***** Extract

Agrivoltaics - the combination of solar energy and agriculture on the same plot of land - kills multiple birds with one stone. It allows for more solar energy, more sustainable food production, and the conservation of precious land and water resources.
The amount of solar energy that hits the Earth’s surface in just one hour is more than enough to power our entire civilization for a year. Seeing as there are almost 10,000 hours in a year, the Sun’s rays are essentially an unlimited energy source. One challenge is that a typical solar panel can only convert about 20% of solar energy into electricity. Thus, to properly harness the energy of the Sun, you need a lot of solar panels scattered and pointed in optimal ways.
A bigger challenge is the space solar power requires. You can produce a good deal of electricity from solar panels mounted on roofs of residential or commercial structures. However, to really get the best of solar power, you need open space.In some areas, open space is abundant. In others, it’s not. That’s largely because we need lots of space to produce something else that’s pretty important: food. Despite centuries of optimizing food production, it still swallows about half of Earth’s habitable land. But all of that optimization can’t get around the eight billion mouths we must feed, and many of those mouths enjoy resource-intensive food like beef. Unless either one of those facts changes anytime soon, the amount of land we use for food production won’t change materially. So it would seem that our need to feed ourselves conflicts with our need to power our civilization with abundant solar energy. Well, what if you could combine solar power and agriculture in a way that makes both solar power and food production more effective while providing other massive benefits beyond the realms of energy and food?
It turns out there’s a burgeoning type of land use that involves just that: agrivoltaics. In a nutshell, agrivoltaics (i.e., agriculture plus photovoltaics) is the combination of solar energy and agriculture. It typically involves co-locating solar panels and some sort of food production, whether it be crops, livestock, and/or pollinators.
As you’ll see below, agrivoltaics kills multiple birds with one stone. It allows for more solar energy, more sustainable food production, and the conservation of precious land and water resources. This neatly ties into the food-energy-water nexus, a concept propagated by the United Nations which reflects the links between food security, energy security, and water security as well as their links to human well-being, poverty reduction, and sustainable development.

**********
***** Supplied entries

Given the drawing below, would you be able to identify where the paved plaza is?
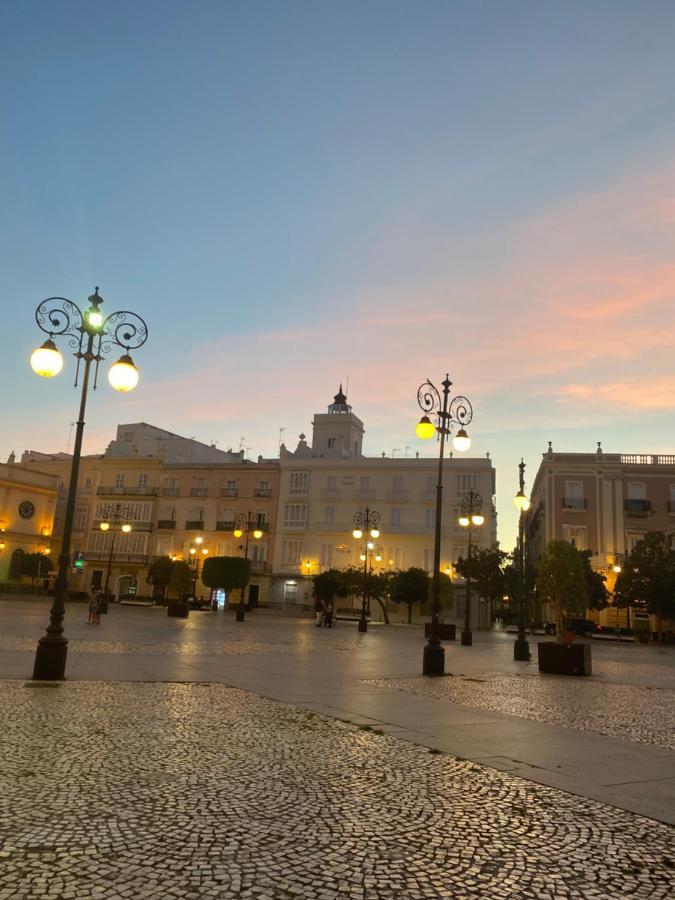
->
[0,601,675,900]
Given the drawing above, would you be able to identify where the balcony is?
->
[96,485,158,497]
[624,500,652,518]
[563,497,588,509]
[216,519,234,531]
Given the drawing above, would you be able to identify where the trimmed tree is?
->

**********

# Short task
Transcribe the agrivoltaics text word for word, everything from "As you’ll see" down to "and sustainable development.". The items above stand apart from the agrivoltaics text and are not connected to it.

# Answer to this task
As you’ll see below, agrivoltaics kills multiple birds with one stone. It allows for more solar energy, more sustainable food production, and the conservation of precious land and water resources. This neatly ties into the food-energy-water nexus, a concept propagated by the United Nations which reflects the links between food security, energy security, and water security as well as their links to human well-being, poverty reduction, and sustainable development.